_Page:_
Fun-tastic railway trips on JR Kyushu’s D&S Trains: Mountainside edition

The island of Kyushu is home to majestic volcanic mountains and enchanting natural scenery, and what better way to explore the island than by rail? JR Kyushu’s sightseeing trains, known as Design & Story Trains (D&S Trains), are full of character, with distinctive and elegant designs, and packed with unique features that allow passengers to enjoy Kyushu's stunning landscape and passing scenery. As the name suggests, each D&S Train has its own unique design and story behind it, and aims to brings passengers on fun-filled and memorable journeys around Kyushu.


Trains introduced in this series. (Image credit: Carissa Loh)


In case you missed it, we introduced three D&S Trains traversing seaside routes in the previous article, which you can check out here. In this article, we will take a look at three other D&S Trains plying mountain and highland routes, the interesting stories behind them, and some of the amazing scenery and sightseeing spots you can enjoy. Are you ready to for a fun-tastic railway journey? Let’s go~


④ YUFUIN NO MORI: The pioneer D&S Train

Route: Hakata Station (博多駅) ↔ Yufuin Station (由布院駅)・Beppu Station (別府駅) on the Kyūdai Main Line


The first train we’ll be introducing is the YUFUIN NO MORI (ゆふいんの森), which is the pioneer D&S Train. YUFUIN NO MORI is JR Kyushu's first sightseeing train, and takes travellers on a relaxing trip to Yufuin (由布院), a hot spring tourist destination representative of Kyushu. Plying the Kyūdai Main Line (久大本線), the YUFUIN NO MORI mainly runs between Hakata Station (博多駅) and Yufuin Station (由布院駅), although some trains run an extended course to Beppu Station (別府駅).


YUFUIN NO MORI. (Image credit: JR Kyushu)


Making its debut in 1989, YUFUIN NO MORI is an iconic train that has been well-loved for a long time not only by passengers, but also by the local people. It recently celebrated its 30th anniversary in March 2019, and continues to be a favourite among visitors to Kyushu.


The train takes inspiration from Yufuin, which was modelled after a European spa resort, and features an elegant emerald green exterior, designed in the image of a European mountain railway. From the large windows and high-level deck, you can enjoy an expansive view of the highland scenery that spreads before your eyes. Not just a mode of transportation, the YUFUIN NO MORI lets you experience a luxurious and relaxing journey on your way to Yufuin.

_Dataset:_

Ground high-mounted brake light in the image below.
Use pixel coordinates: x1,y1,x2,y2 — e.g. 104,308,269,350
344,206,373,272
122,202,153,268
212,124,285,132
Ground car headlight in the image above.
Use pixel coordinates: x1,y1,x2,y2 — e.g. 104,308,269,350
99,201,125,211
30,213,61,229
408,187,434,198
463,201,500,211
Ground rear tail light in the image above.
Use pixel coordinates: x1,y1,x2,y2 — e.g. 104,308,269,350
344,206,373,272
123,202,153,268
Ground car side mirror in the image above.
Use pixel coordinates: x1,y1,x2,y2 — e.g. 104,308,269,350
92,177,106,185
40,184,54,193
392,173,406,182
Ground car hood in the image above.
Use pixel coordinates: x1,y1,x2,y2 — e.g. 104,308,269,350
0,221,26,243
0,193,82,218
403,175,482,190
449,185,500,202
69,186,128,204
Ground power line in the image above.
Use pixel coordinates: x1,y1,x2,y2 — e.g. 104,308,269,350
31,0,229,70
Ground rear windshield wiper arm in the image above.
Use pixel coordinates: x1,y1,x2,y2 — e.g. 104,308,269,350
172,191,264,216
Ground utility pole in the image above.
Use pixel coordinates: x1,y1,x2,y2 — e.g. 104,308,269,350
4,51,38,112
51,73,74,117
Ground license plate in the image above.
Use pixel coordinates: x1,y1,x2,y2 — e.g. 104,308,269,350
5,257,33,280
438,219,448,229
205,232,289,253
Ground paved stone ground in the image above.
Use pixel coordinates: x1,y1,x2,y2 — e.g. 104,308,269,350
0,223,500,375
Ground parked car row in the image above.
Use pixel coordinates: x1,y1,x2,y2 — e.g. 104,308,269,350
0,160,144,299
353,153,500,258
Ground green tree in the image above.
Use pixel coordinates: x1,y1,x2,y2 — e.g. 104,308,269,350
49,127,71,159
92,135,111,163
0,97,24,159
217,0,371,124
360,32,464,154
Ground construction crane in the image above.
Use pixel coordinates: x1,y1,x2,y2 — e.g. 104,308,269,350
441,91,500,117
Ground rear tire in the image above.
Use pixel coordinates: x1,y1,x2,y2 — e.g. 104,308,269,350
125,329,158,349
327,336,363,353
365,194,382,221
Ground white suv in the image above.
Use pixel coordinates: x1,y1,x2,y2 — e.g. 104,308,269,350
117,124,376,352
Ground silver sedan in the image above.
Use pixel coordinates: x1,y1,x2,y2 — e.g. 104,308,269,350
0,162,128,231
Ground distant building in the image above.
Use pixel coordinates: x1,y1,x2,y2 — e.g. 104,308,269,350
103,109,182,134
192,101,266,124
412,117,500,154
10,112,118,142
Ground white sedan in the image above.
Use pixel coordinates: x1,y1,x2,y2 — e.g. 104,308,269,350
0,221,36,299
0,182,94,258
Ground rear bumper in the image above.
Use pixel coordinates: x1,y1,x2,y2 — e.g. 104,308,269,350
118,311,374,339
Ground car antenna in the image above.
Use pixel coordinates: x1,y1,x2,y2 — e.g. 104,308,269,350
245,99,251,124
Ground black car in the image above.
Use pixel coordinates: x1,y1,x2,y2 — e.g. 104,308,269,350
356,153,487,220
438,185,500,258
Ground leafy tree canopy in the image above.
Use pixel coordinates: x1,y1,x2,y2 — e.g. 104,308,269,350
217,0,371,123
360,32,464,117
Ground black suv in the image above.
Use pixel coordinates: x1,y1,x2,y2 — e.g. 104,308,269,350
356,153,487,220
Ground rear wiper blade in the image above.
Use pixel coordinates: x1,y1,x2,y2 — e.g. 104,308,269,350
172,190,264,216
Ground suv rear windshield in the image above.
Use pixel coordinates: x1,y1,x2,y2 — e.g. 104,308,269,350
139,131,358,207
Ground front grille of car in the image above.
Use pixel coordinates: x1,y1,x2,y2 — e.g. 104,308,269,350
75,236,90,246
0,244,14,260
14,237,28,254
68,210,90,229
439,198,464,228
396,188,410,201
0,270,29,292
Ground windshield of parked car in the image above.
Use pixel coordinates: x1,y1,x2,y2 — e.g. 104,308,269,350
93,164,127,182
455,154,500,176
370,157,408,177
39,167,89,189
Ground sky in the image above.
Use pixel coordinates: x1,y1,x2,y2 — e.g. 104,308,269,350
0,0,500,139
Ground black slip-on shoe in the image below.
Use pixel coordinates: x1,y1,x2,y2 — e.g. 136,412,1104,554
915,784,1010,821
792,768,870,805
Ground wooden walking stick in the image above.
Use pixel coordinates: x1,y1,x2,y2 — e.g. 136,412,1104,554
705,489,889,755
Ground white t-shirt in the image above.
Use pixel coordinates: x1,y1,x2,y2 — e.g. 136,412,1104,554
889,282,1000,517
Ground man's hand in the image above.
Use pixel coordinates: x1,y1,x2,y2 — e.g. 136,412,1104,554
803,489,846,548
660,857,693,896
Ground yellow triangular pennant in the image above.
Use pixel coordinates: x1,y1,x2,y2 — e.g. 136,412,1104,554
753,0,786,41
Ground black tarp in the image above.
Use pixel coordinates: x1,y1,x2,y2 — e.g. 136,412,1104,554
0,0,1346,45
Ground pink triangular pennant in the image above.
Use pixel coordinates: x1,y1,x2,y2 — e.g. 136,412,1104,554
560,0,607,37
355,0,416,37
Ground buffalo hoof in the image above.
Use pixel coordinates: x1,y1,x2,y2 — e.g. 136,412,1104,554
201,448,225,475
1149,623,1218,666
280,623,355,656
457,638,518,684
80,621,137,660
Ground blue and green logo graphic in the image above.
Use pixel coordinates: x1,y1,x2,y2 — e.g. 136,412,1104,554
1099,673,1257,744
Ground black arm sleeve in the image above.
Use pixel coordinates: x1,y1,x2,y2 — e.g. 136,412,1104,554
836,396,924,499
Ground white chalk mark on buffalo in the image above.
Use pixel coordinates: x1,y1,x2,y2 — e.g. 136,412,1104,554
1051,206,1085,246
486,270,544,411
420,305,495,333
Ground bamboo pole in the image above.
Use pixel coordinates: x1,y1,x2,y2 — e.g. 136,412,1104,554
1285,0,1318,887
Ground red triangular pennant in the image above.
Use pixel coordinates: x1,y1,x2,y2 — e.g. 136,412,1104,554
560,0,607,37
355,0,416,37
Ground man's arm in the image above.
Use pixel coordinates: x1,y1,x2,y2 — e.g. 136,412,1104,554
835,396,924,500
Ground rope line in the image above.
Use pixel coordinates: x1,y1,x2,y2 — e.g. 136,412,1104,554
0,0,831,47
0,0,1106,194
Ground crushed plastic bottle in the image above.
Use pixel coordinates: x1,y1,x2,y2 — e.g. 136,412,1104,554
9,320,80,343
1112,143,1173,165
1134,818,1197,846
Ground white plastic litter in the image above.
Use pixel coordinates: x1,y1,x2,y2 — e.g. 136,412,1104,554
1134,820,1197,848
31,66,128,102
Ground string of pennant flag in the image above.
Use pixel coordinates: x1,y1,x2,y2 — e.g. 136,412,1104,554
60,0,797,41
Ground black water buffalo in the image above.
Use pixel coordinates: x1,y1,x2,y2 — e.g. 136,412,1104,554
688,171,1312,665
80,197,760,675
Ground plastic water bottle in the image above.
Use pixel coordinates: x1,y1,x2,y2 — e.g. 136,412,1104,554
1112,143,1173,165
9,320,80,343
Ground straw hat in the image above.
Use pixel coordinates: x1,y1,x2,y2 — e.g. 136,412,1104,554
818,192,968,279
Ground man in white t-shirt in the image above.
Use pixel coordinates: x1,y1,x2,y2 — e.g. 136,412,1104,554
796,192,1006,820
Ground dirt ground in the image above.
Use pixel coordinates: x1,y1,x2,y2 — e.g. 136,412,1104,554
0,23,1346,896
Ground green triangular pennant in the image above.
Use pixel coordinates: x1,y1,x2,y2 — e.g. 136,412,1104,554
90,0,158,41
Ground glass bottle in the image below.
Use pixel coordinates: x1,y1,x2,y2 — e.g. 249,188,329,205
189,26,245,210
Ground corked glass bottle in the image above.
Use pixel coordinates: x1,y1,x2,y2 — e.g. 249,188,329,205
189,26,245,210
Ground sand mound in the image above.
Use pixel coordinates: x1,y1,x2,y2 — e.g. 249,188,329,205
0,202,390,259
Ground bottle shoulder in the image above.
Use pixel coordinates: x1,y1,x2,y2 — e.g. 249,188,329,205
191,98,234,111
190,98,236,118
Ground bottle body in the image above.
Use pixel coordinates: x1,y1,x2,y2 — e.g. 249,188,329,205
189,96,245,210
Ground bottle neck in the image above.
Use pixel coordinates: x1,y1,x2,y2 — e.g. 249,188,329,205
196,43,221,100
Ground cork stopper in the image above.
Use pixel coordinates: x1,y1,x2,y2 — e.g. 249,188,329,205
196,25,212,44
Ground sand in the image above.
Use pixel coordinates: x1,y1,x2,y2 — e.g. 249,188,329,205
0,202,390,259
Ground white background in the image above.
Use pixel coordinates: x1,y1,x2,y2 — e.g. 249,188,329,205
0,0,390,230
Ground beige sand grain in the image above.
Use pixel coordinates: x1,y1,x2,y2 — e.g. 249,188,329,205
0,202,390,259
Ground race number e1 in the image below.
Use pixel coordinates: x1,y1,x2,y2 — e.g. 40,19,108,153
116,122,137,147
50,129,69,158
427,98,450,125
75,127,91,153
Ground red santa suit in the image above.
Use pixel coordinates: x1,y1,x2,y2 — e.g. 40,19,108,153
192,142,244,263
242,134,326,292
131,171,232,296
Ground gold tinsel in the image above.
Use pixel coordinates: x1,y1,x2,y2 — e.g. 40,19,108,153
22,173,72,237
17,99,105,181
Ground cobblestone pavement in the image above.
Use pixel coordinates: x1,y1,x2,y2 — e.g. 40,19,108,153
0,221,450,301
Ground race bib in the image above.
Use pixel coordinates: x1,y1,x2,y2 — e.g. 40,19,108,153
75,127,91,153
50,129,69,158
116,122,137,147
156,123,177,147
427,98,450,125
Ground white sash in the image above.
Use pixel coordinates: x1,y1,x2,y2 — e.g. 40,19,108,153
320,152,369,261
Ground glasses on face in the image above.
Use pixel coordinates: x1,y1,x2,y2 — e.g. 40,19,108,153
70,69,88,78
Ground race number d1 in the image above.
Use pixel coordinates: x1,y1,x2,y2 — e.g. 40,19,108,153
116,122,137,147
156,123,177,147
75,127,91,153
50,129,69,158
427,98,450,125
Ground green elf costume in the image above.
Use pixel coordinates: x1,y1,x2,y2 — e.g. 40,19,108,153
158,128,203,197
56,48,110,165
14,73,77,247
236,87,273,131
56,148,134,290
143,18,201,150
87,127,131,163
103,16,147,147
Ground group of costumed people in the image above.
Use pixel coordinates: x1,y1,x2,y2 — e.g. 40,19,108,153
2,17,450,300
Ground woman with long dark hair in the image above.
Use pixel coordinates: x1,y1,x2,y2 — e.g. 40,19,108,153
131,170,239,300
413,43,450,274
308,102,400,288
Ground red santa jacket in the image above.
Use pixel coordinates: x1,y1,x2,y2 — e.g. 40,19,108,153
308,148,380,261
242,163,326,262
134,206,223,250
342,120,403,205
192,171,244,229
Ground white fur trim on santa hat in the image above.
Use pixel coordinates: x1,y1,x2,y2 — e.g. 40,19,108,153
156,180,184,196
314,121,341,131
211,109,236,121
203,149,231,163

_The tasks:_
• A. According to the article on JR Kyushu's D&S Trains, in what year did YUFUIN NO MORI make its debut?
• B. In the records, rename "triangular pennant" to "triangular flag" in the lines between the one holding "Ground black slip-on shoe in the image below." and the one holding "0,0,1106,194", inclusive. Return only those lines, with everything else unchanged.

_Answers by task:_
• A. 1989

• B.
Ground black slip-on shoe in the image below.
Use pixel coordinates: x1,y1,x2,y2 — e.g. 136,412,1104,554
915,784,1010,821
792,768,870,805
Ground wooden walking stick in the image above.
Use pixel coordinates: x1,y1,x2,y2 — e.g. 136,412,1104,554
705,489,889,755
Ground white t-shirt in the image above.
Use pixel coordinates: x1,y1,x2,y2 — e.g. 136,412,1104,554
889,282,1000,517
Ground man's hand in the image above.
Use pixel coordinates: x1,y1,x2,y2 — e.g. 136,412,1104,554
803,489,846,548
660,857,693,896
Ground yellow triangular flag in the image above.
Use pixel coordinates: x1,y1,x2,y2 — e.g. 136,412,1104,554
753,0,786,41
Ground black tarp in the image above.
Use pixel coordinates: x1,y1,x2,y2 — e.g. 136,412,1104,554
0,0,1346,45
Ground pink triangular flag in the image above.
Use pixel coordinates: x1,y1,x2,y2 — e.g. 136,412,1104,554
560,0,607,37
355,0,416,37
Ground buffalo hoof in the image above.
Use pixel coordinates: x1,y1,x2,y2 — e.g. 136,412,1104,554
201,448,225,475
1149,623,1218,666
280,623,355,656
457,638,518,684
80,621,137,660
Ground blue and green logo graphic in the image above.
Use pixel coordinates: x1,y1,x2,y2 — e.g. 136,412,1104,554
1099,673,1257,744
Ground black arm sleeve in the image above.
Use pixel coordinates: x1,y1,x2,y2 — e.g. 136,412,1104,554
836,396,924,499
Ground white chalk mark on buffalo in the image above.
Use pixel coordinates: x1,y1,x2,y2 — e.g. 136,412,1104,554
1051,206,1085,246
486,270,544,411
420,305,495,333
Ground bamboo pole in the image above.
Use pixel coordinates: x1,y1,x2,y2 — e.g. 136,412,1104,554
1285,0,1318,887
Ground red triangular flag in the image above.
Use pixel coordinates: x1,y1,x2,y2 — e.g. 136,412,1104,554
560,0,607,37
355,0,416,37
Ground man's arm in the image above.
Use pixel coordinates: x1,y1,x2,y2 — e.g. 136,412,1104,554
835,396,924,500
Ground rope line in the image above.
Use pixel coordinates: x1,y1,x2,y2 — e.g. 136,412,1104,554
0,0,831,47
0,0,1106,194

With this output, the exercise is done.